Task to carry out: Could you extract every line in the records below that contains the string "face"?
-- Begin Information given --
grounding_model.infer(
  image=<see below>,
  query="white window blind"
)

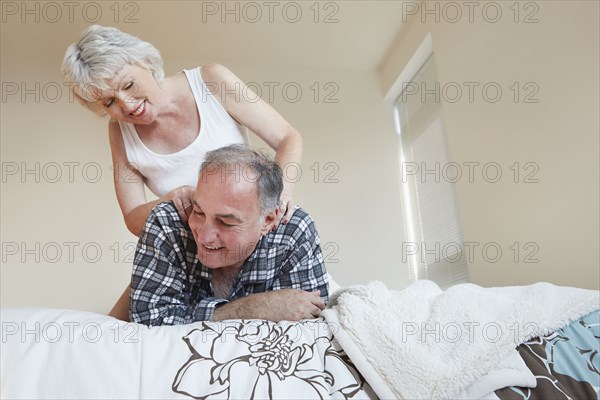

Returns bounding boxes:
[396,55,469,288]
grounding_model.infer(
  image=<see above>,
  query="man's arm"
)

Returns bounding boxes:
[212,289,325,322]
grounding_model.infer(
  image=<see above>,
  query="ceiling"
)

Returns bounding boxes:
[0,0,403,70]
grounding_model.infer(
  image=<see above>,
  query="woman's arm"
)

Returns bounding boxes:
[201,64,302,223]
[108,121,196,236]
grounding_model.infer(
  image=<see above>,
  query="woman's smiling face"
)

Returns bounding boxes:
[96,64,161,125]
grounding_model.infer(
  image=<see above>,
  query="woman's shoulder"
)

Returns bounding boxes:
[200,63,234,82]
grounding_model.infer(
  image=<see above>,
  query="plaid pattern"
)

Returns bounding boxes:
[129,202,329,326]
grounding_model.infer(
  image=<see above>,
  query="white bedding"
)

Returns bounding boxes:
[0,309,375,399]
[323,281,600,399]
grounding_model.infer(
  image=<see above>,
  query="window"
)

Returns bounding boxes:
[395,54,468,288]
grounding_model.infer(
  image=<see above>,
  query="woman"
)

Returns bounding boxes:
[62,25,302,320]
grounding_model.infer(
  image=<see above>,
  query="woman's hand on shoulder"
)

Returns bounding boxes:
[161,186,196,222]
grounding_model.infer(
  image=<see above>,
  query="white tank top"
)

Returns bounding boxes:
[119,67,248,197]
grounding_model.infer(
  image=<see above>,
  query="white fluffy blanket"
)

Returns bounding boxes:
[323,280,600,399]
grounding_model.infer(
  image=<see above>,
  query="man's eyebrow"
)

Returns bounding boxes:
[192,199,244,223]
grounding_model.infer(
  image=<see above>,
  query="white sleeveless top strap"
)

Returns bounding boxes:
[119,67,248,197]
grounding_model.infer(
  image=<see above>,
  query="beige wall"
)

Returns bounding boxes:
[381,1,600,289]
[0,2,599,312]
[1,61,408,312]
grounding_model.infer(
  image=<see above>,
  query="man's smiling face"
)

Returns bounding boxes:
[189,167,275,269]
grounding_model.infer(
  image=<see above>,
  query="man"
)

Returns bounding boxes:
[129,144,329,326]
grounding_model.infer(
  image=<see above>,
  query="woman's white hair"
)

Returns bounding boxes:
[62,25,165,115]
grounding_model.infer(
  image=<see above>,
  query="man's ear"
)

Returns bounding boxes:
[260,207,280,235]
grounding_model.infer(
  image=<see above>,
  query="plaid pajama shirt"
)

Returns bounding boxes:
[129,202,329,326]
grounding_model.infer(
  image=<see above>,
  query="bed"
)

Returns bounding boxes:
[0,283,600,400]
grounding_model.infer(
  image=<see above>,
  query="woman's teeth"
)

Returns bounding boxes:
[131,100,146,117]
-- End Information given --
Answer to this task:
  query="woman's smiling face"
  query="man's smiling face"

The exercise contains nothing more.